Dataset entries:

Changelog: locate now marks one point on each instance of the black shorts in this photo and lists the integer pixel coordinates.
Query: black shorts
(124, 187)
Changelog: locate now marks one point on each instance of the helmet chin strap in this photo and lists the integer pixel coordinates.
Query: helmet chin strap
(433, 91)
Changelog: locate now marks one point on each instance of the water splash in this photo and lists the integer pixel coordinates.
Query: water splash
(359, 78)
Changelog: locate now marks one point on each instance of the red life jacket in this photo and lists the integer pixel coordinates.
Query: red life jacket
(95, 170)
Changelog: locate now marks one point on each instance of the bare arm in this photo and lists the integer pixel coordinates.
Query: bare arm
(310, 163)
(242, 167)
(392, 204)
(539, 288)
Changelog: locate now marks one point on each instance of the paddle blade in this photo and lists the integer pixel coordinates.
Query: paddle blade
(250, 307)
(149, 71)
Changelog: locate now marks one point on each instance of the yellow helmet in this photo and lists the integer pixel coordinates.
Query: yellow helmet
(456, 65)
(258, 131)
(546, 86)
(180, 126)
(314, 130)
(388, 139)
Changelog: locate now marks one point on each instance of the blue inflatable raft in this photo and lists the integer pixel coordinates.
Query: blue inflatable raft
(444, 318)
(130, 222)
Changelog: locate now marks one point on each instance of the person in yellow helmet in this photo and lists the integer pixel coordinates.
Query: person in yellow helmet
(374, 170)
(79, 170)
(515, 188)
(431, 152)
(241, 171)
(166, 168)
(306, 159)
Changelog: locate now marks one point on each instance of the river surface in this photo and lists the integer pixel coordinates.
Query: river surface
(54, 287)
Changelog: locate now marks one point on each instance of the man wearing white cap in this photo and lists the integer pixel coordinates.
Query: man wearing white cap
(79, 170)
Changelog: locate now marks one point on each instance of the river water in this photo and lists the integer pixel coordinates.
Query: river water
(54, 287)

### [What is expected]
Set down the lines of the records exactly, from the first one through the line containing "of the helmet", and add nothing else.

### [Expected output]
Changelog: locate now marks one point on each instance of the black shorts in this photo and lists the integer pixel coordinates.
Query: black shorts
(124, 187)
Changelog: locate now marks one point on each instance of the helmet chin strap in this photo and lists the integer pixel coordinates.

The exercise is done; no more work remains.